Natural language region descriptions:
◆ ◆ ◆ ◆

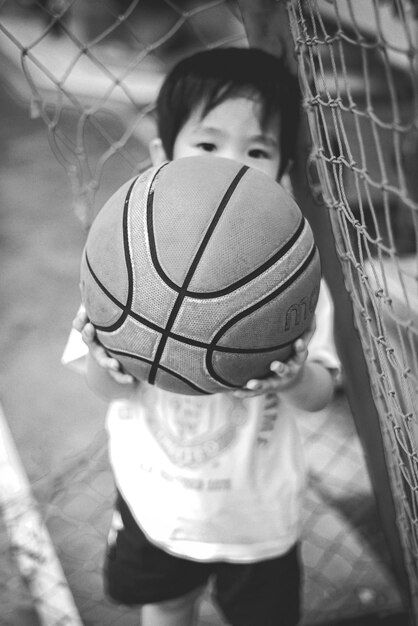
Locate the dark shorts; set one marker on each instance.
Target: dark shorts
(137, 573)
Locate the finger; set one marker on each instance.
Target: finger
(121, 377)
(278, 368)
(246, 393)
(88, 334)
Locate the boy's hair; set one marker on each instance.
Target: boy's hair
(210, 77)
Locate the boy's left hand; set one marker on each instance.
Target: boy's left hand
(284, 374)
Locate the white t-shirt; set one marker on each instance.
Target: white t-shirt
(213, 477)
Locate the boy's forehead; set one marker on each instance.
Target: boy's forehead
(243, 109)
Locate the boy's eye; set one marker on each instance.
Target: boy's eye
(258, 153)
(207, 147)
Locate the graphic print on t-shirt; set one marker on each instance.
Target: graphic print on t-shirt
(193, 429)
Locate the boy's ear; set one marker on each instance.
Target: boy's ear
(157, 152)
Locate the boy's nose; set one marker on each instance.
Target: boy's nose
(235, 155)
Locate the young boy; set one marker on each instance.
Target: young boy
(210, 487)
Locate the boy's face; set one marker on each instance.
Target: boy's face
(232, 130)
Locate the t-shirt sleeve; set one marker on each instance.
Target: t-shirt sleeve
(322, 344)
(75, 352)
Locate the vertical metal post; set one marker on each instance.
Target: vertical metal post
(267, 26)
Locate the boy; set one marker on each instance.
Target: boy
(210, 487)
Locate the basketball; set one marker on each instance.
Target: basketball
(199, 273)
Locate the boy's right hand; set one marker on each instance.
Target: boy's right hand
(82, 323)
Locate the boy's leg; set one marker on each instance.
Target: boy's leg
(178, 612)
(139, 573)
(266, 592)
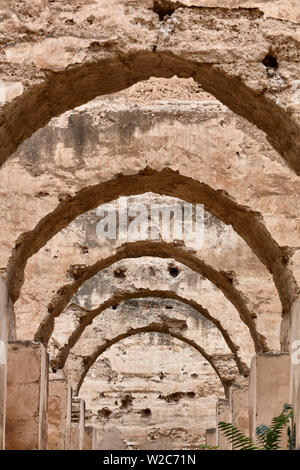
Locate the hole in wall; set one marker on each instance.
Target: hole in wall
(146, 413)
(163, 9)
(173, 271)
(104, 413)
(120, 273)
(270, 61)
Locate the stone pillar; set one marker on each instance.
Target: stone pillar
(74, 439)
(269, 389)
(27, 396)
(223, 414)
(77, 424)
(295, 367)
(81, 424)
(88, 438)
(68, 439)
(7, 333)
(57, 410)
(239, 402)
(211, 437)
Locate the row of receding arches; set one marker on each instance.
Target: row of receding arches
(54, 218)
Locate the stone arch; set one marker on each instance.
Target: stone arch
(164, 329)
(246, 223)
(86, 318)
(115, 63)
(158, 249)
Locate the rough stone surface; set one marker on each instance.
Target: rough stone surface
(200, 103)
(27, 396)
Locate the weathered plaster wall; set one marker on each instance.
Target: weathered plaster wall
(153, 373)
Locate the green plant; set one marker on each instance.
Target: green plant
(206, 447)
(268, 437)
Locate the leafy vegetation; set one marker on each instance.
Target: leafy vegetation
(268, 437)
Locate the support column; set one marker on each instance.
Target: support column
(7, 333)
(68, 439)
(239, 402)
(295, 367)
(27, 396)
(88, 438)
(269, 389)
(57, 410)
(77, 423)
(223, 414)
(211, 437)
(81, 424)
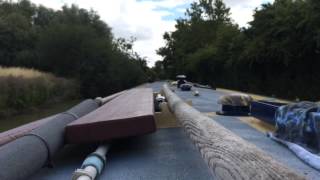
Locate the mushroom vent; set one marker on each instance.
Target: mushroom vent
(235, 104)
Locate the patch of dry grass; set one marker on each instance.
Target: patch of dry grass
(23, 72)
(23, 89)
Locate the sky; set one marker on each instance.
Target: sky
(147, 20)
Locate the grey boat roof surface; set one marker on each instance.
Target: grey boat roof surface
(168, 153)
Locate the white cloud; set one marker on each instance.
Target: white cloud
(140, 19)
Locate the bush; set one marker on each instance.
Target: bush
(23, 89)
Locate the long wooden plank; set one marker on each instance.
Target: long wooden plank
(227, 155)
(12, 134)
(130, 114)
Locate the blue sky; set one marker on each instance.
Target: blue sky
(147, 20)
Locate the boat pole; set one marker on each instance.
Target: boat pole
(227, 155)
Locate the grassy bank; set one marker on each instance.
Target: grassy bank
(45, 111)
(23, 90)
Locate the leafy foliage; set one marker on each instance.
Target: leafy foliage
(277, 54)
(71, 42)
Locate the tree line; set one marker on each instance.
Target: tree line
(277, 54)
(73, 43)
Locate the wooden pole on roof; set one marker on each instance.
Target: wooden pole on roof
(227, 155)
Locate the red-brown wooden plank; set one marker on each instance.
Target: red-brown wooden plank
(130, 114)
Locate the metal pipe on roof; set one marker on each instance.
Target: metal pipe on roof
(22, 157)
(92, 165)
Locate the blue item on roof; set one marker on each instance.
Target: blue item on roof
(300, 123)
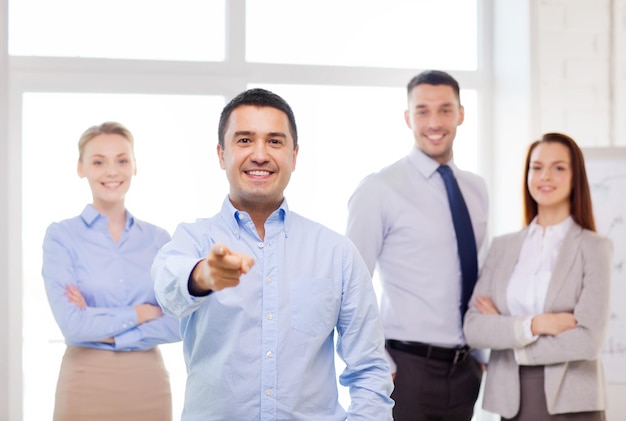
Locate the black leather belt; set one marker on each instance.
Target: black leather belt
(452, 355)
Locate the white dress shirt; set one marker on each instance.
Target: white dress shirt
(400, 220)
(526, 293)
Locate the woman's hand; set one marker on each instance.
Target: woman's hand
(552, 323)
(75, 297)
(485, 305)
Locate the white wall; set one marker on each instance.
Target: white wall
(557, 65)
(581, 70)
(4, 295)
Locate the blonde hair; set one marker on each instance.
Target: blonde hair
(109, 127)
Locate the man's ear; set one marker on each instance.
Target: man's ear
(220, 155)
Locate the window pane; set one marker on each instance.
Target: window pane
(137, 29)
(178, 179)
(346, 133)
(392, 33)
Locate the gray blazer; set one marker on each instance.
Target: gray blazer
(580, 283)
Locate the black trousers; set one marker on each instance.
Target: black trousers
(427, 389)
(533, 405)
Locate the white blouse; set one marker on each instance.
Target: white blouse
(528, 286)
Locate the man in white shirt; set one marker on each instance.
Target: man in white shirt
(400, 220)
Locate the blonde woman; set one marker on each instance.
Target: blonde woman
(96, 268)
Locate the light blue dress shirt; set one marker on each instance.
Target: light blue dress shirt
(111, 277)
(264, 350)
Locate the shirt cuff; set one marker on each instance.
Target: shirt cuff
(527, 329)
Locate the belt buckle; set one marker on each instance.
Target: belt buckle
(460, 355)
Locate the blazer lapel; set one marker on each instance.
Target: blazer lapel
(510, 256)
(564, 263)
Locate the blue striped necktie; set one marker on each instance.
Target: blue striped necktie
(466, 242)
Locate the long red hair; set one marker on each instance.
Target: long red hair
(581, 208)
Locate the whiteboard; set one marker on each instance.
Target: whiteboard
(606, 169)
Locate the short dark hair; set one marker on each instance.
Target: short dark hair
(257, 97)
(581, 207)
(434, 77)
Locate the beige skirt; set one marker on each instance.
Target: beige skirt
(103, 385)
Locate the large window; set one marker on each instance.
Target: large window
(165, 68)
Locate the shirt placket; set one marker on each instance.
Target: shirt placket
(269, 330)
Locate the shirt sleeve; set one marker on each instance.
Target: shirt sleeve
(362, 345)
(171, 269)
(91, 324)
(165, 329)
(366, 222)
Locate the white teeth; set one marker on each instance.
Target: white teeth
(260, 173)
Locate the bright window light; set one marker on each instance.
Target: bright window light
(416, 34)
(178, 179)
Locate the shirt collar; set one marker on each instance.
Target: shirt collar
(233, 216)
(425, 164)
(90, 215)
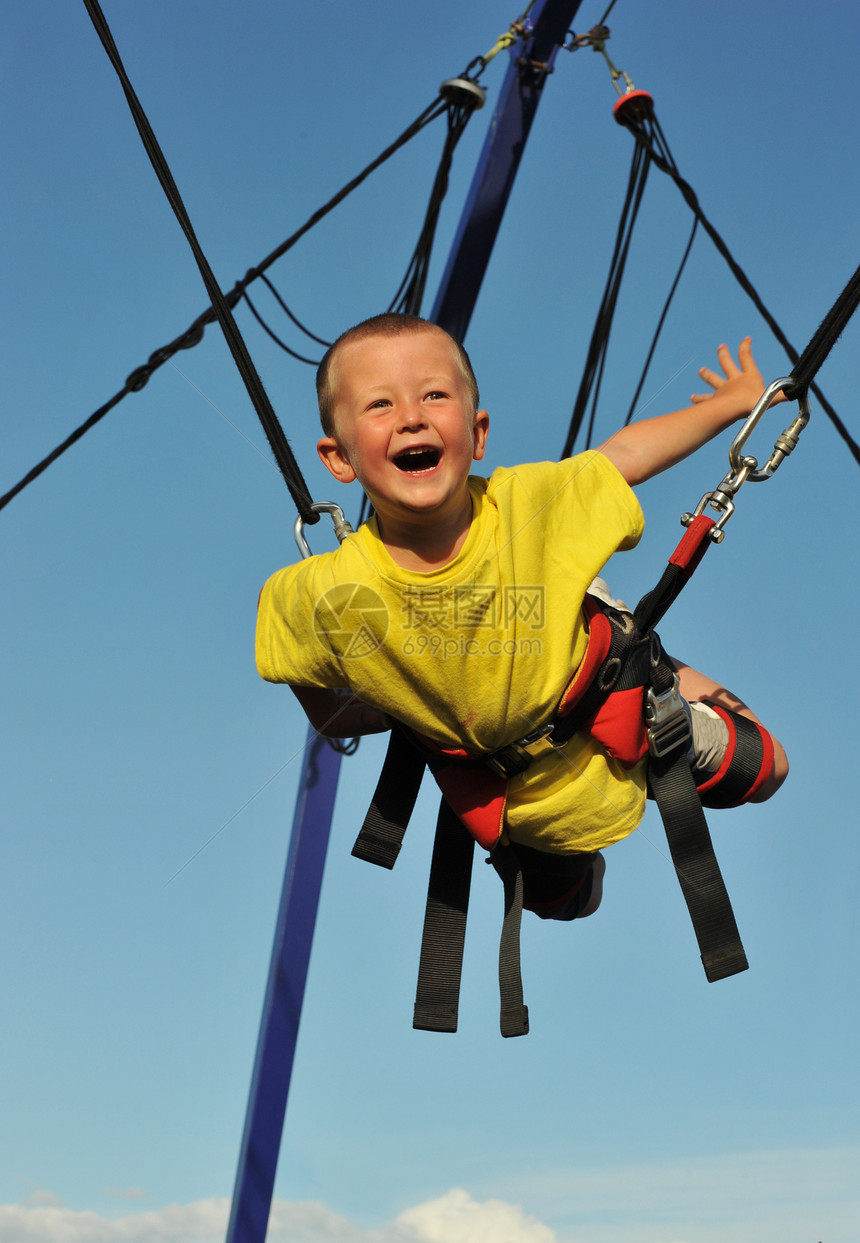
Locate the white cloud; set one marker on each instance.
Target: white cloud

◆ ◆ ◆ ◆

WORK INSTRUCTION:
Retype only this portion of the data above: the line containing "Locate the grassy", the line containing "Locate the wooden", and all lines between them, exactly.

SOLVED PROBLEM:
Locate the grassy bank; set one marker on each instance.
Target: grassy bank
(45, 111)
(23, 90)
Locate the leafy foliage; set one marker on each instance.
Target: leafy foliage
(277, 54)
(71, 42)
Locate the tree line; set one marker on each instance.
Target: tree line
(277, 54)
(73, 43)
Locate the wooden pole on roof; set one marker on each instance.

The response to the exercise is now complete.